- EXERCISE A -
Reproduce the stretch of the HPD interval thread from "this is my first" through "to solve it .", substituting "method" for "algorithm".

- PAGE EXCERPT -
HPD interval for the mean

Suppose we have iid observation with the following model $Y_t \sim \mathcal{N}(\mu,1/\mu) , t=1,2,..T$

The question is " Assuming a flat prior on $(0 ,\infty )$ find a 95% HPD interval for $\mu"$

The aditional information that the problem gives is: $T=6; \sum{y_i}^{2}=76;\sum{y_i}=18$

this is my first try, $p(\mu)=\mu^{-1}1_{y>0}$ then

$\begin{eqnarray*} p(\mu\vert Y) & \propto & p(Y \vert \mu) p(\mu) & \propto \mu^{T}\exp[\sum{(-\mu/2){}(y_i-\mu)}^{2} ] \mu^{-1}1_{y>0} \end{eqnarray*}$

$Pr(\mu ϵ C│y)=\int_{a}^{b}p(\mu\vert Y)d\mu=\int_{a}^{b} \mu^{T-1}\exp[\sum{(-\mu/2){}(y_i-\mu)}^{2} ] 1_{y>0}d\mu=0.95$

I think this problem doesn´t have an analytical solution, so the solution is numeric. The question is which algorithm ,step by step, can I use to solve it .

Update

$\sum{(y_i-\mu)}^{2}= \sum{y_i}^{2}-2\mu\sum{y_i}+T\mu^{2}=76-36\mu+6\mu^{2}$ $\ (-\mu/2) \sum{(y_i-\mu)}^{2}= -38\mu+18\mu^{2}-3\mu^{3}$

$Pr(\mu ϵ C│y)=\int_{a}^{b}p(\mu\vert Y)d\mu=\int_{a}^{b} \mu^{5}\exp[-38\mu+18\mu^{2}-3\mu^{3} ] 1_{y>0}d\mu=0.95$

    %%Matlab Code
a=0.0001;b=0.0001;step=0.0001;
x=[a:step:1];
fx= x.^(5).*exp(-38.*x+18.*(x.^2)-3.*(x.^3)); plot(x,fx)


How can I find (a,b) that give me a 0.95 credible region with the minimum distiance between a and b

• You need a numerical approximation of the inverse cumulative function, otherwise you can simulate from the posterior and use a procedure to get the HPD based on a sample. Aug 24 '14 at 21:38
• @StéphaneLaurent Thanks for your answer. Can you give some code, or some reference to an example with an analogous solution? Aug 24 '14 at 22:00
• I don't know Matlab. Aug 25 '14 at 5:53
• Presumably "HPD" = "Highest Posterior Density". The interval you find should extend from $0.04713$ to $0.3946$.

- DATA TO PROCESS -
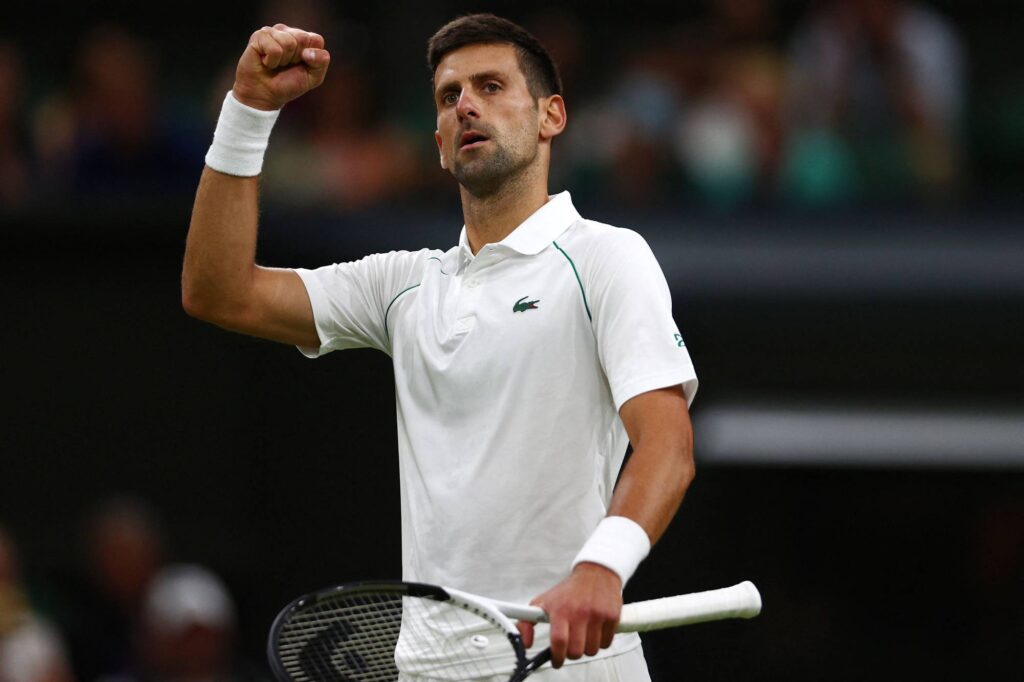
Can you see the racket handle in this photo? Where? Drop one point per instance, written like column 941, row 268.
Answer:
column 738, row 601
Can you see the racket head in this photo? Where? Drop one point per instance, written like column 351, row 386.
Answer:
column 351, row 633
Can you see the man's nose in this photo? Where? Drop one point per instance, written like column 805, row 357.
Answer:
column 467, row 107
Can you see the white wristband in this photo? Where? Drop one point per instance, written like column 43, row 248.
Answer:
column 241, row 138
column 619, row 544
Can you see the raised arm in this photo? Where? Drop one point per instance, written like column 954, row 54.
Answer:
column 220, row 282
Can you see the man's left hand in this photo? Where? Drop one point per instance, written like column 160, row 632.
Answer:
column 583, row 610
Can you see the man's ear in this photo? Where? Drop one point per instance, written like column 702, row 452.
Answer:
column 552, row 112
column 440, row 148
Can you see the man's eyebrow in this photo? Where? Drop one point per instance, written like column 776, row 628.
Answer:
column 493, row 75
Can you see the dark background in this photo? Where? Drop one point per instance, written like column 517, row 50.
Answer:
column 280, row 473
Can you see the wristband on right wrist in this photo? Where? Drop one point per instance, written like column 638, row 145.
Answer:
column 241, row 138
column 619, row 544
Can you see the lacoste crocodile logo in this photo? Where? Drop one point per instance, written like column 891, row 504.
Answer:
column 523, row 304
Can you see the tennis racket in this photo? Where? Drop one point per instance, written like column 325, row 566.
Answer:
column 368, row 632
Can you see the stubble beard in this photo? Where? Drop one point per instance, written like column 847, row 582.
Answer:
column 492, row 171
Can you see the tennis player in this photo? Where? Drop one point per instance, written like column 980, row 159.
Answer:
column 526, row 356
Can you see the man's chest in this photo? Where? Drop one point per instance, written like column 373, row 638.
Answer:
column 495, row 323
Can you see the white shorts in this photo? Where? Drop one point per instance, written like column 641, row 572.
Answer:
column 629, row 667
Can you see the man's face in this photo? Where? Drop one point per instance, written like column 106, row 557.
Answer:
column 487, row 122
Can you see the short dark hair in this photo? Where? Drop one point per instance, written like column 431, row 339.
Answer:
column 535, row 61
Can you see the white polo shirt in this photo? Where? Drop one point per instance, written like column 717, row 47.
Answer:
column 510, row 369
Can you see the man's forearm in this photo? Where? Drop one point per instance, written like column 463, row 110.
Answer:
column 653, row 483
column 220, row 249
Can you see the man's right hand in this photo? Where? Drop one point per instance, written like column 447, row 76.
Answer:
column 280, row 64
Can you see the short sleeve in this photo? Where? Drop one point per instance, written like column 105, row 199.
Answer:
column 350, row 300
column 639, row 343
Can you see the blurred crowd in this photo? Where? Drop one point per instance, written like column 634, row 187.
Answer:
column 128, row 614
column 747, row 101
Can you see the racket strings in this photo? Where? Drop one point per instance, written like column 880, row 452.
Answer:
column 369, row 637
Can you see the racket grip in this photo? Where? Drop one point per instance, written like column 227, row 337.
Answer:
column 738, row 601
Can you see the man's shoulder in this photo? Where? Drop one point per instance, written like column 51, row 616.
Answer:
column 593, row 239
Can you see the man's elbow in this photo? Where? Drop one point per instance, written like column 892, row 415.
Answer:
column 207, row 308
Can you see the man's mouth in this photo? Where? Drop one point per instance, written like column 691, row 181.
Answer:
column 472, row 139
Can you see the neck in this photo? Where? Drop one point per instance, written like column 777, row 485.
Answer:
column 492, row 217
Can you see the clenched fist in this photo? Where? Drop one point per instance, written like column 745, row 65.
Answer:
column 280, row 64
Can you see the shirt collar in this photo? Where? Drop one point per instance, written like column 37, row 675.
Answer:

- EXERCISE B -
Copy the stretch of the entries from the line containing "Can you see the man's chest" through the line containing "column 747, row 101" verbatim.

- RESPONSE A -
this is my first try, $p(\mu)=\mu^{-1}1_{y>0}$ then

$\begin{eqnarray*} p(\mu\vert Y) & \propto & p(Y \vert \mu) p(\mu) & \propto \mu^{T}\exp[\sum{(-\mu/2){}(y_i-\mu)}^{2} ] \mu^{-1}1_{y>0} \end{eqnarray*}$

$Pr(\mu ϵ C│y)=\int_{a}^{b}p(\mu\vert Y)d\mu=\int_{a}^{b} \mu^{T-1}\exp[\sum{(-\mu/2){}(y_i-\mu)}^{2} ] 1_{y>0}d\mu=0.95$

I think this problem doesn´t have an analytical solution, so the solution is numeric. The question is which method ,step by step, can I use to solve it .

- RESPONSE B -
Can you see the man's chest in this photo? Where? Drop one point per instance, written like column 373, row 638.
Answer:
column 495, row 323
Can you see the white shorts in this photo? Where? Drop one point per instance, written like column 641, row 572.
Answer:
column 629, row 667
Can you see the man's face in this photo? Where? Drop one point per instance, written like column 106, row 557.
Answer:
column 487, row 122
Can you see the short dark hair in this photo? Where? Drop one point per instance, written like column 431, row 339.
Answer:
column 535, row 61
Can you see the white polo shirt in this photo? Where? Drop one point per instance, written like column 717, row 47.
Answer:
column 510, row 369
Can you see the man's forearm in this photo? Where? Drop one point per instance, written like column 463, row 110.
Answer:
column 653, row 483
column 220, row 249
Can you see the man's right hand in this photo? Where? Drop one point per instance, written like column 447, row 76.
Answer:
column 280, row 64
Can you see the short sleeve in this photo? Where? Drop one point per instance, written like column 105, row 199.
Answer:
column 350, row 300
column 639, row 343
Can you see the blurred crowd in this photo? Where? Drop one point per instance, written like column 634, row 187.
Answer:
column 128, row 614
column 747, row 101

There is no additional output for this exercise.